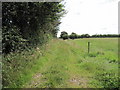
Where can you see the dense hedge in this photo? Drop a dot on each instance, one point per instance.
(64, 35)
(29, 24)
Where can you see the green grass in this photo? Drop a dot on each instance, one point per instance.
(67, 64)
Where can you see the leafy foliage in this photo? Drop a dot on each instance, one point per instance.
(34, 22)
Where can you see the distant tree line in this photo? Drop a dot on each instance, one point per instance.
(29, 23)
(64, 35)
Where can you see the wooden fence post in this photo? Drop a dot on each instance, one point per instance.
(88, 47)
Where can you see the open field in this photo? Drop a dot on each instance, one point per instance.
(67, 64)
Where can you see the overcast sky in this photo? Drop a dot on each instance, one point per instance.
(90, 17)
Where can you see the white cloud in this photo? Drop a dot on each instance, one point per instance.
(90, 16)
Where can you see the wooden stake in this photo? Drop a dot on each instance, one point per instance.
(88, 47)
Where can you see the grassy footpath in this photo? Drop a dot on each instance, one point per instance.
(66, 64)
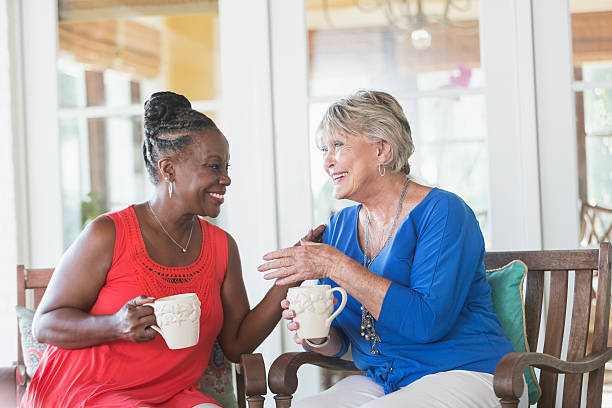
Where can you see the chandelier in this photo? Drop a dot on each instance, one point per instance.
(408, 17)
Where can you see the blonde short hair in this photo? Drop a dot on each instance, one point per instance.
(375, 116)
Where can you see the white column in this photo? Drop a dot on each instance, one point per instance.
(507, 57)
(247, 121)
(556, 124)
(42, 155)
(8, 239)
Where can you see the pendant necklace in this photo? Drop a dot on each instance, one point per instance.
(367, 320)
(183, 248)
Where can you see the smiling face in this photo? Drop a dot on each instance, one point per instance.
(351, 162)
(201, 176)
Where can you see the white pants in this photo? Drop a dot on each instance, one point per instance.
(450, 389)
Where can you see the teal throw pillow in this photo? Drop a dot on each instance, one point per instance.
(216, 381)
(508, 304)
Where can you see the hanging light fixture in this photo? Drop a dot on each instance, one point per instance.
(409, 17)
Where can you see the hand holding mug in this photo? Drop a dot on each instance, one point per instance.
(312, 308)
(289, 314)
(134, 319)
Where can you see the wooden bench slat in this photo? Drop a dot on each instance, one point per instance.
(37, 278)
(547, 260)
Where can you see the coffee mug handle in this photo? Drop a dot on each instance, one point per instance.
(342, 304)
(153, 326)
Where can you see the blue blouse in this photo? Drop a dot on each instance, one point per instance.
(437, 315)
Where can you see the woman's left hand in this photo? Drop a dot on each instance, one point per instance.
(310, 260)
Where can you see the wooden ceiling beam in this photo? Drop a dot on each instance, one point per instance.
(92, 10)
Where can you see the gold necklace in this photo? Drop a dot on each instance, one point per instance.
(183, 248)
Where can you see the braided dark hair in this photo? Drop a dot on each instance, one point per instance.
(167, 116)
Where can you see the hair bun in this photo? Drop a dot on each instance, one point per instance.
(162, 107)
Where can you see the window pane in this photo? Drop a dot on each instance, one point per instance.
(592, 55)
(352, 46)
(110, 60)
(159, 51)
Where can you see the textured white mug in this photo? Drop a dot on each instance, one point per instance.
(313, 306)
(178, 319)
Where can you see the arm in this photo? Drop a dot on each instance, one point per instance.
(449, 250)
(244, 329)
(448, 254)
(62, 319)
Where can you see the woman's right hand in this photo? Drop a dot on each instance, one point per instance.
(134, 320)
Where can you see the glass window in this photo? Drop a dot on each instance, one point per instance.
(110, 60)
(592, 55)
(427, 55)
------------------------------------------------------------
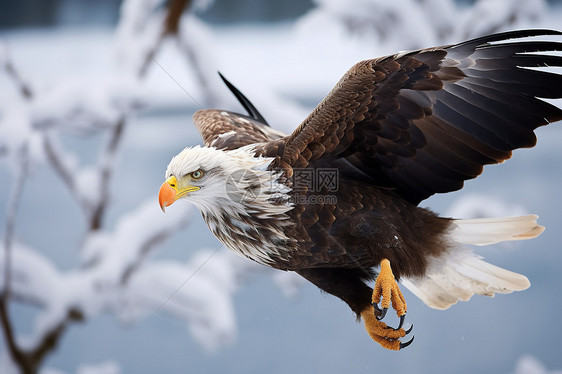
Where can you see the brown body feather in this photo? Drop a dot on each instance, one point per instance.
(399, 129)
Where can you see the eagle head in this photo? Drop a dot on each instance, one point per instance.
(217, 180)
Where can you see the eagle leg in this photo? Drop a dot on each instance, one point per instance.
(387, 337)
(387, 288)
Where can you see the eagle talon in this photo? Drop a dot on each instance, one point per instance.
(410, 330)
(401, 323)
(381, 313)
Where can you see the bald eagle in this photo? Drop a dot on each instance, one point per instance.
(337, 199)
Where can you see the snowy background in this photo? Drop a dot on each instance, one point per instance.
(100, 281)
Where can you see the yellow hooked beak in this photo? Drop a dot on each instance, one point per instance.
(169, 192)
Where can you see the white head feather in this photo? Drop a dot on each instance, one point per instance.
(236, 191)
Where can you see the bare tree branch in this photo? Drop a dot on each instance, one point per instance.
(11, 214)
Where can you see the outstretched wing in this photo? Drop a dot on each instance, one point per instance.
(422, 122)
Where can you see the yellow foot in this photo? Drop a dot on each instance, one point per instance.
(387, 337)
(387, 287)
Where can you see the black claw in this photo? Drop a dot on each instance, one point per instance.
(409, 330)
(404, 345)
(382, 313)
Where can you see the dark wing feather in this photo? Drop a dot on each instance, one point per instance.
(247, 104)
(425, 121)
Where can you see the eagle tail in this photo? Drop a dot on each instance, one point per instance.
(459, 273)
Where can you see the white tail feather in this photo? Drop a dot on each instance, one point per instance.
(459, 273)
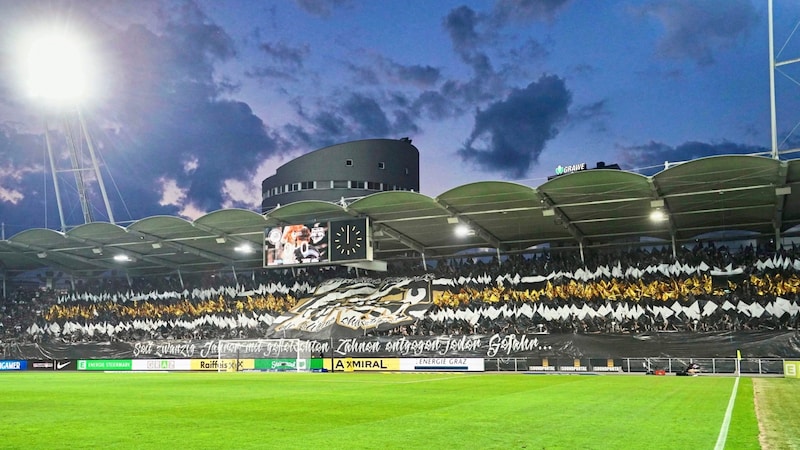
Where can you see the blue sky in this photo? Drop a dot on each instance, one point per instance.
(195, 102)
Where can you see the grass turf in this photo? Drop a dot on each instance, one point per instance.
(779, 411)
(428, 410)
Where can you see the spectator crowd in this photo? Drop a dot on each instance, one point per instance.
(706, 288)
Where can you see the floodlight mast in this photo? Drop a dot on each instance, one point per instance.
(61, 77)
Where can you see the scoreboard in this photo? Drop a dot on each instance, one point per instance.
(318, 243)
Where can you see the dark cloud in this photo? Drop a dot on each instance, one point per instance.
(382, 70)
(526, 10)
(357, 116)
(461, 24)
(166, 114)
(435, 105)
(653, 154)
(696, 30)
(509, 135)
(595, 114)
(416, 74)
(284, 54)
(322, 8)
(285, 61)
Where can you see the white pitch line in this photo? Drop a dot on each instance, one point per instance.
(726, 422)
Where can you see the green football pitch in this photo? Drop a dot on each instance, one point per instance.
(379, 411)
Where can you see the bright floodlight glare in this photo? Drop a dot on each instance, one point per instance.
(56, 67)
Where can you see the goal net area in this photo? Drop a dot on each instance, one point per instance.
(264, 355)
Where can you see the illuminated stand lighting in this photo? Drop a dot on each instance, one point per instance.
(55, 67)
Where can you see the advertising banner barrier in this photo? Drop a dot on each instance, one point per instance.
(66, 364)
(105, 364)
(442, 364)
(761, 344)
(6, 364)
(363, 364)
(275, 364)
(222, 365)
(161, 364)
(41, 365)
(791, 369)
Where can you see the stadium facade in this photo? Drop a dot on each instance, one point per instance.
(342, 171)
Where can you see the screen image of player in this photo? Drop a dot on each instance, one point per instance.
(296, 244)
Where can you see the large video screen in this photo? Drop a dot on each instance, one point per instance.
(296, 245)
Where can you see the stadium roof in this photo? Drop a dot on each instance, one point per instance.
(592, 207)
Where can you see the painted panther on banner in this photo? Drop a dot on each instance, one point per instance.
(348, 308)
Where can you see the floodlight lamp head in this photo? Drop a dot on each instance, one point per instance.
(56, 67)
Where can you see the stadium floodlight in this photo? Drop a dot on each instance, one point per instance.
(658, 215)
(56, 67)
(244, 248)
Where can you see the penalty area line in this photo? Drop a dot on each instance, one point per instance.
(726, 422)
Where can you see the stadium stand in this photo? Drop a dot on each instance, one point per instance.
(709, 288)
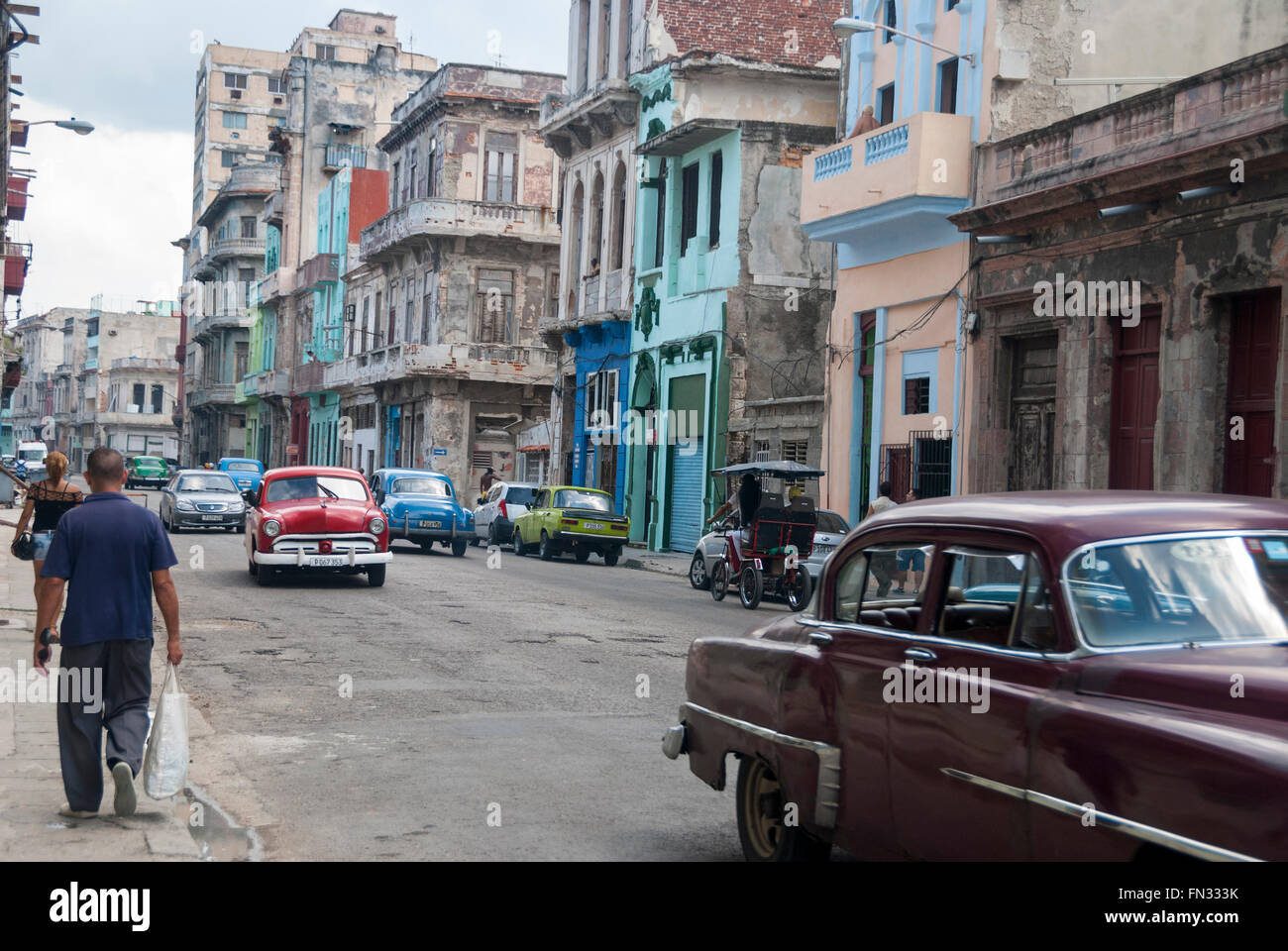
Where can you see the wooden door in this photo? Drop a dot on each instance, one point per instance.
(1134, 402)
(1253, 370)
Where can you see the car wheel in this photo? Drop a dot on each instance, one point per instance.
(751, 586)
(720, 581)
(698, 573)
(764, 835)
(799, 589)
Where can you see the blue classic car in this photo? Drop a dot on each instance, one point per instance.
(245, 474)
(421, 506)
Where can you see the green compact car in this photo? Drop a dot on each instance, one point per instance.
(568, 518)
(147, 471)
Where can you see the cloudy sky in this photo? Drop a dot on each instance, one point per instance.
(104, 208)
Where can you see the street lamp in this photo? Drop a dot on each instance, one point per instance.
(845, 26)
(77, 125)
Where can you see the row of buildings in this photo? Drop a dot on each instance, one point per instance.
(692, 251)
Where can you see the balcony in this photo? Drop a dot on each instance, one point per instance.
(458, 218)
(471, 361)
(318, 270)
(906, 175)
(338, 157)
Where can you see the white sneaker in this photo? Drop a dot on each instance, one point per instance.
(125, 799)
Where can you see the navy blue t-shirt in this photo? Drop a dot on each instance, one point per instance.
------------------------------------------------------------
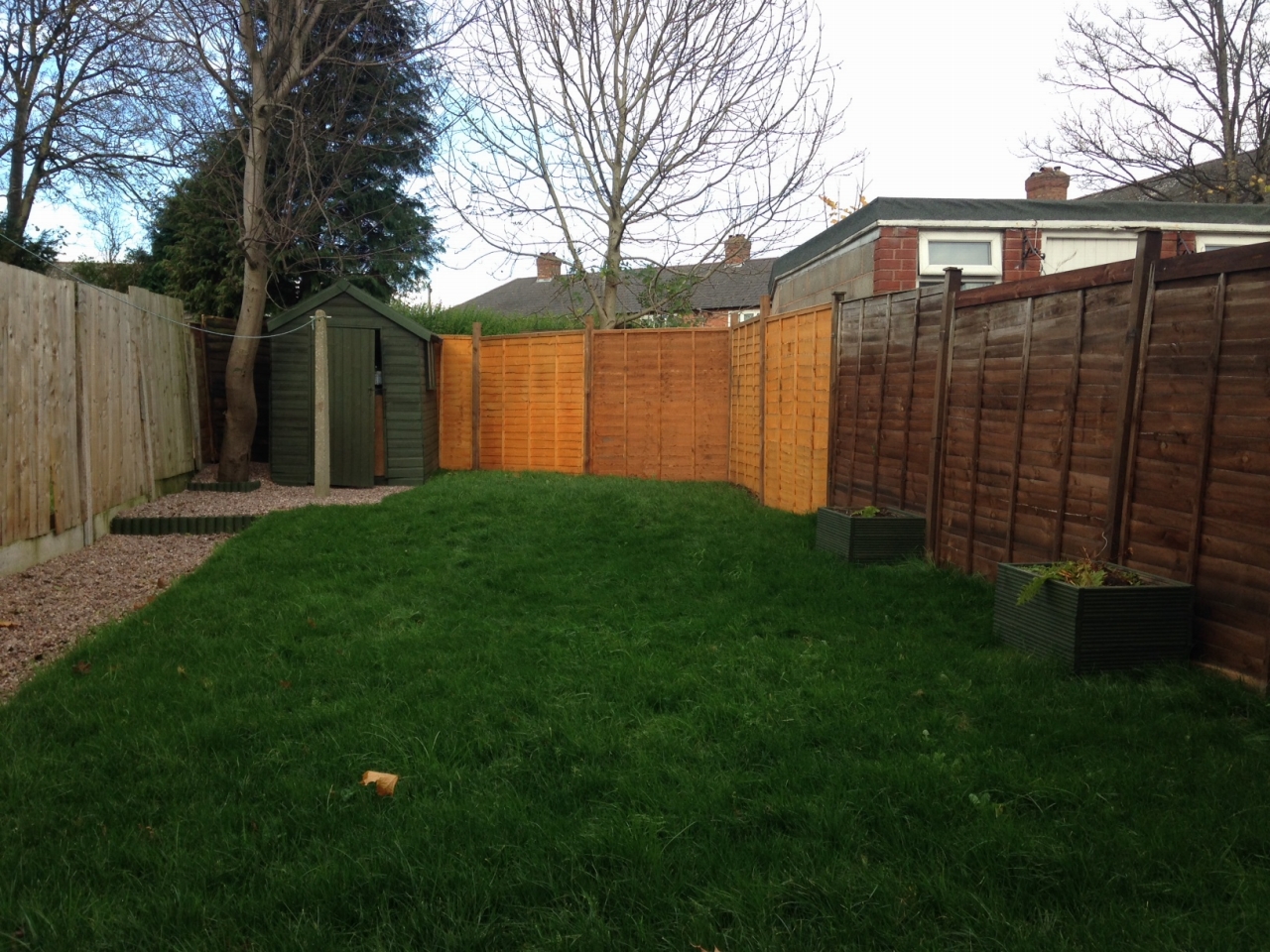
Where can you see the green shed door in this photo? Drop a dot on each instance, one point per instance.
------------------------------------------------------------
Pull out each line of the items above that contains the word "tail".

Where can you see the eagle tail in this photo? Drop a dot on each instance, one point per instance.
Where can you see the white tail feather in this photo? Drop a dot on each instance, one point per instance.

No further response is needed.